[Records of labeled points]
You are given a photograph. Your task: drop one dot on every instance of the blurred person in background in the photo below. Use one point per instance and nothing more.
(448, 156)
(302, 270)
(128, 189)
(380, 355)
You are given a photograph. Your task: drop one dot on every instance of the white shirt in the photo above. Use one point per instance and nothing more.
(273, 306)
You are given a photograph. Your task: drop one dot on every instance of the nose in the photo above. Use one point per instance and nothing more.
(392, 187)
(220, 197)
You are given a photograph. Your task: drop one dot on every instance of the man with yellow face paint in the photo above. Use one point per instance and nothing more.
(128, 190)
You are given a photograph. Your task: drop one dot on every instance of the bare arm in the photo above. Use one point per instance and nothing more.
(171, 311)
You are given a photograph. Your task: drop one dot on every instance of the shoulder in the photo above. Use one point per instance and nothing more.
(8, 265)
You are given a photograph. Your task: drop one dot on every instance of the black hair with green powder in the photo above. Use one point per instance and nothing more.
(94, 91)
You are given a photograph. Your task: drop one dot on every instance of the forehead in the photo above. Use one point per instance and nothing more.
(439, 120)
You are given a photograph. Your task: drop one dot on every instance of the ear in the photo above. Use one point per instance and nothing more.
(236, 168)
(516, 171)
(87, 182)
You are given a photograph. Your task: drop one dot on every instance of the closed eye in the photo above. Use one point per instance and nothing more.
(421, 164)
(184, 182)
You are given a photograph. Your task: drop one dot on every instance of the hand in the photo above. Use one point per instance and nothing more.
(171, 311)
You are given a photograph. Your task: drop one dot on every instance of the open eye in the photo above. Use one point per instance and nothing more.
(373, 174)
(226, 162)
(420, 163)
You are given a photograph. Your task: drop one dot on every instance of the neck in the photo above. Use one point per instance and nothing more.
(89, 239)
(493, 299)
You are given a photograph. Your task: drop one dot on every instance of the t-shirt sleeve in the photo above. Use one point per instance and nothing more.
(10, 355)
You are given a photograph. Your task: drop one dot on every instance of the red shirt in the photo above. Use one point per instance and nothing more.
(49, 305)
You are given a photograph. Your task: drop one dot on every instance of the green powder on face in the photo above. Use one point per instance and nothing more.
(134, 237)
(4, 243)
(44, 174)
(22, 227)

- [Problem details] Reproduce all of the records above word for word, leaving out or changing nothing.

- [Result below]
You are given a photograph. Your task: drop one dot on every instance of the blurred person in background in the photo below. Use one point per instance and nothing more.
(448, 156)
(302, 270)
(128, 189)
(380, 355)
You are given a photograph. Your task: drop one dot on every instance of the white shirt in the photo above. Use one point per instance and nothing more.
(273, 306)
You are given a photograph. Your task: drop one dot on every instance of the nose in the photo above. Use one point per instance and nothing more.
(392, 187)
(220, 197)
You are given a photograph. Your task: drop one dot on every instance of the man with yellow face paint in the photo above. Use one point per instance and nothing more.
(128, 190)
You are given a photograph. Your task: drop one dot on every instance of the bare arm in the photo above. Use one point per instance and nothing more.
(171, 311)
You are given a photograph. Your task: drop one dot on every instance of the shoulder in the photo above. Use one point per instance and nothing more.
(8, 265)
You are given a photograph. Your task: drop one dot on every instance of the black hair with green powder in the photo above. Use one point per instance and nothing more.
(94, 91)
You are given a photograph. Your task: drop one dot on every instance of the forehead in the photo above. Use one point per instance and nothing more.
(439, 120)
You are given a photograph. Your task: drop one dot on every instance of the ear in the photo above. Use one point per instance and nothing more.
(236, 168)
(516, 171)
(87, 182)
You are given a photograph. Your task: drop one dot on every instance of the closed eye in the photo above. Use one point per instance and nothing more.
(421, 164)
(184, 182)
You are given a photograph. Your task: drop one dot on every instance of the hand in the photo above. Use one point per instance and nothing more.
(171, 311)
You are given a photograph. Your task: drop one dot on every instance of the open eye in the photo above. Use one point per instance and nothing more.
(373, 174)
(226, 162)
(420, 163)
You are given a photograph. Your task: drop one dot on every instance of the neck in the photo above. Use one point per instance and nothing more.
(89, 239)
(493, 299)
You are given a photograph. Your task: drop one dot on every instance of the t-shirt sleeve in the photo above. Use one point per instance and nothing more.
(10, 355)
You are given a photograph. Your task: drop one dot on every instance of the red shirt in the photo above. Use one point per instance and nothing more.
(49, 305)
You are given a photograph. Your task: drop one dot on every instance of the green powder on face in the photo above. Use one point per instance and nothing more.
(134, 237)
(4, 243)
(44, 174)
(22, 227)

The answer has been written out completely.